**The problem:** Reproduce every line of the material below as a numbered list, omitting blank lines.

**Extracted records:**
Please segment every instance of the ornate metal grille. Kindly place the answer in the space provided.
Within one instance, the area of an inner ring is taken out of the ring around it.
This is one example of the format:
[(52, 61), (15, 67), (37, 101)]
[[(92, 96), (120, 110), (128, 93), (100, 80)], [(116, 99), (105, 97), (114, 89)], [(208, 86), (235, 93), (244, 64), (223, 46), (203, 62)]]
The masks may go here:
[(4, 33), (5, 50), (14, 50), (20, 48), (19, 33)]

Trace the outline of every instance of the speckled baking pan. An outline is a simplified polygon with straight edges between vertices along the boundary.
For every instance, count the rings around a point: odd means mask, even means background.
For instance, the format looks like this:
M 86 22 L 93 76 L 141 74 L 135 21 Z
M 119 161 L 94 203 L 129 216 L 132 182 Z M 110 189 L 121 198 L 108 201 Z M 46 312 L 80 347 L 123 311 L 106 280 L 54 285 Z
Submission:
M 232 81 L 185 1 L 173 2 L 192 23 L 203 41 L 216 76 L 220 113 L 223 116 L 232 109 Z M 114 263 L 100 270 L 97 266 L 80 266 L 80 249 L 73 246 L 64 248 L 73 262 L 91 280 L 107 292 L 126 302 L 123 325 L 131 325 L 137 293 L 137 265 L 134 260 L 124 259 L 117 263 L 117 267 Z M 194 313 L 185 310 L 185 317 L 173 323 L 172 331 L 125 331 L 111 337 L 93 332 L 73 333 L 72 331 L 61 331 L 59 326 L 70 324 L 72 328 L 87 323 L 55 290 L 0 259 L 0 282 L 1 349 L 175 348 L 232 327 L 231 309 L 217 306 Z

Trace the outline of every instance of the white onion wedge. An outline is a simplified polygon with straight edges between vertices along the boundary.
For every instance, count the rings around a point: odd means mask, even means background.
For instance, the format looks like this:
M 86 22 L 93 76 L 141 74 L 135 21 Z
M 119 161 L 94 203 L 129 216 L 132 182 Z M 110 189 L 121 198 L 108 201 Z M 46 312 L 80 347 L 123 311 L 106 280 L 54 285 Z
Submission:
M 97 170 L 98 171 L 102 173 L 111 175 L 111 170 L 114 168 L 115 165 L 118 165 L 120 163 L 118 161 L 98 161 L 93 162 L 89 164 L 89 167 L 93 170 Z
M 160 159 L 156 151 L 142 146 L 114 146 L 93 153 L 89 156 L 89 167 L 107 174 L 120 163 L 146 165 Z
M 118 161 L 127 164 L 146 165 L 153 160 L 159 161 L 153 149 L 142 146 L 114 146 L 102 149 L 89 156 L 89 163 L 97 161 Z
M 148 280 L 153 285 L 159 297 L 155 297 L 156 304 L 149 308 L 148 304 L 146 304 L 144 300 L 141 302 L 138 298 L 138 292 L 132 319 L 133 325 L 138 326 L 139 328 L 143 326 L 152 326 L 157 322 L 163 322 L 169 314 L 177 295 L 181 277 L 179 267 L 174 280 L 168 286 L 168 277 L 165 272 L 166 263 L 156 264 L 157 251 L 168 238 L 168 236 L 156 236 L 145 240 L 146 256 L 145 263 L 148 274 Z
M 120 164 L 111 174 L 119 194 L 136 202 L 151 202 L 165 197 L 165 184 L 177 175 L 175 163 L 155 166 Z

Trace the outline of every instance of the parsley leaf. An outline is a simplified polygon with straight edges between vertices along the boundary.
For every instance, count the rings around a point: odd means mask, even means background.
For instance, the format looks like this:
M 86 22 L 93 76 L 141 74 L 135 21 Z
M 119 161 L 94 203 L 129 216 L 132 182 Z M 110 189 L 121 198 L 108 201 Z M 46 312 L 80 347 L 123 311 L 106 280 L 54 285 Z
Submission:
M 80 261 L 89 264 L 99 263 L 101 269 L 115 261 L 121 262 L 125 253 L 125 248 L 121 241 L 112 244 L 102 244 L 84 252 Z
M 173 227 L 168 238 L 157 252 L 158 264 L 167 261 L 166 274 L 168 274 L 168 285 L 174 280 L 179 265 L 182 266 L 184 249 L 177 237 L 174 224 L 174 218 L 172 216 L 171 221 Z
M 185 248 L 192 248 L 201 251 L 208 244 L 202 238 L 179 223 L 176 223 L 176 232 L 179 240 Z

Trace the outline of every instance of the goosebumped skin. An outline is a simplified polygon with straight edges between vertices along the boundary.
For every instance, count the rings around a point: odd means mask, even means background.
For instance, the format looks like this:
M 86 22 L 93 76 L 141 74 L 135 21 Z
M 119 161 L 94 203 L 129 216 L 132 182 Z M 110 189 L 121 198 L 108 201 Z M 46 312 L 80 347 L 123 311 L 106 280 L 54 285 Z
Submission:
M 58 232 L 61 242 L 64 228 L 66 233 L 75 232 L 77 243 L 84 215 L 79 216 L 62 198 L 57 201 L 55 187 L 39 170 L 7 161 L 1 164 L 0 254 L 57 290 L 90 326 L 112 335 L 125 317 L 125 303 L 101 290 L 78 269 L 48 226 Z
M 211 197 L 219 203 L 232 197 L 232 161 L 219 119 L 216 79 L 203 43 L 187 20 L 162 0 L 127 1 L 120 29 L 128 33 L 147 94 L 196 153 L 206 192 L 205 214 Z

**Solution for this problem:**
1. Please segment every instance of the ornate metal grille. Kindly place the answer in the space provided.
2. Within one instance, the area of an inner ring is taken out of the ring around it.
3. This is one example of the format:
4. [(52, 61), (15, 67), (37, 101)]
5. [[(92, 96), (120, 110), (128, 93), (100, 80)], [(116, 99), (105, 97), (114, 89)], [(208, 86), (235, 93), (244, 64), (223, 46), (203, 62)]]
6. The masks may go here:
7. [(4, 33), (5, 50), (14, 50), (20, 48), (19, 33)]
8. Trace the outline of every instance of the speckled baking pan. An outline is a simplified polygon with straight edges between vertices along the boundary.
9. For every instance, count the rings around a point: odd means mask, even means background.
10. For instance, the format looks like this:
11. M 86 22 L 93 76 L 141 74 L 135 21 Z
12. M 119 161 L 94 203 L 129 216 L 132 182 Z M 110 189 L 121 198 L 108 201 Z M 46 312 L 80 347 L 123 311 L 106 280 L 54 285 Z
13. Submission:
14. M 232 81 L 185 1 L 173 2 L 192 23 L 203 41 L 216 76 L 220 113 L 223 116 L 232 109 Z M 114 263 L 100 270 L 97 266 L 80 266 L 80 249 L 73 246 L 64 248 L 73 262 L 91 280 L 107 292 L 126 302 L 123 325 L 131 325 L 137 293 L 137 265 L 134 260 L 124 259 L 117 263 L 117 267 Z M 194 313 L 185 310 L 185 317 L 173 323 L 172 331 L 125 331 L 111 337 L 93 332 L 73 333 L 72 331 L 61 331 L 59 326 L 70 324 L 72 328 L 87 323 L 55 290 L 0 259 L 0 282 L 1 349 L 175 348 L 232 327 L 231 309 L 217 306 Z
15. Trace the outline of every instance of the white onion wedge. An outline is a simplified polygon with straight edges between vertices along the boundary.
16. For every instance, count the rings around a point: odd means mask, even means background.
17. For instance, the format looks like this:
18. M 86 22 L 93 76 L 141 74 L 135 21 Z
19. M 119 161 L 94 203 L 129 216 L 132 182 Z M 110 189 L 121 198 L 108 201 Z M 46 312 L 80 347 L 123 311 L 106 280 L 54 285 Z
20. Submission:
21. M 97 170 L 98 171 L 102 173 L 111 175 L 111 170 L 114 168 L 115 165 L 118 165 L 120 163 L 118 161 L 98 161 L 93 162 L 89 164 L 89 167 L 93 170 Z
22. M 160 159 L 156 151 L 142 146 L 114 146 L 93 153 L 89 156 L 89 167 L 107 174 L 120 163 L 146 165 Z
23. M 118 161 L 127 164 L 146 165 L 153 160 L 159 161 L 153 149 L 142 146 L 114 146 L 102 149 L 89 156 L 89 163 L 97 161 Z
24. M 148 280 L 153 285 L 159 297 L 155 297 L 156 304 L 149 308 L 148 304 L 146 304 L 144 300 L 141 302 L 138 298 L 138 292 L 132 319 L 133 325 L 138 326 L 139 328 L 143 326 L 152 326 L 157 322 L 163 322 L 169 314 L 177 295 L 181 277 L 179 267 L 174 280 L 168 286 L 168 277 L 165 272 L 166 263 L 156 264 L 157 251 L 168 238 L 168 236 L 156 236 L 145 240 L 146 256 L 145 263 L 148 274 Z
25. M 120 164 L 111 174 L 119 194 L 136 202 L 151 202 L 165 197 L 165 184 L 177 175 L 175 163 L 155 166 Z
26. Trace the outline of every instance of the parsley leaf. An outline is a simplified polygon with straight edges between vertices along the boundary.
27. For every instance, count the rings around a point: odd means mask, even means background.
28. For instance, the format looks like this:
29. M 86 22 L 93 76 L 141 74 L 135 21 Z
30. M 119 161 L 94 203 L 129 216 L 132 182 Z M 110 189 L 121 198 L 108 201 Z M 46 312 L 80 347 L 123 311 L 106 280 L 54 285 Z
31. Submission:
32. M 80 261 L 89 264 L 99 263 L 101 269 L 115 261 L 121 262 L 125 253 L 125 248 L 121 241 L 112 244 L 102 244 L 84 252 Z
33. M 173 227 L 168 238 L 157 252 L 158 264 L 167 261 L 166 274 L 168 274 L 168 285 L 174 280 L 179 265 L 182 266 L 184 249 L 177 237 L 174 224 L 174 218 L 172 216 L 171 221 Z
34. M 185 248 L 192 248 L 201 251 L 208 244 L 202 238 L 179 223 L 176 223 L 176 232 L 179 240 Z
35. Trace the outline of every instance of the goosebumped skin. An outline is a simplified polygon with straight edges between vertices along the boundary.
36. For every instance, count the rings around a point: odd means mask, even means background.
37. For instance, the format looks like this:
38. M 86 22 L 93 76 L 141 74 L 135 21 Z
39. M 119 161 L 94 203 L 129 216 L 132 182 Z M 110 189 L 121 198 L 108 201 Z M 46 312 L 80 347 L 123 311 L 106 280 L 54 285 Z
40. Submission:
41. M 58 232 L 61 242 L 64 228 L 66 233 L 75 232 L 77 243 L 84 215 L 79 216 L 62 198 L 57 201 L 55 187 L 39 170 L 7 161 L 1 164 L 0 254 L 57 290 L 90 326 L 112 335 L 125 317 L 125 303 L 101 290 L 78 269 L 48 226 Z
42. M 211 197 L 219 203 L 232 197 L 232 161 L 219 119 L 216 79 L 203 43 L 187 20 L 162 0 L 127 1 L 120 29 L 128 33 L 147 94 L 196 153 L 206 192 L 205 214 Z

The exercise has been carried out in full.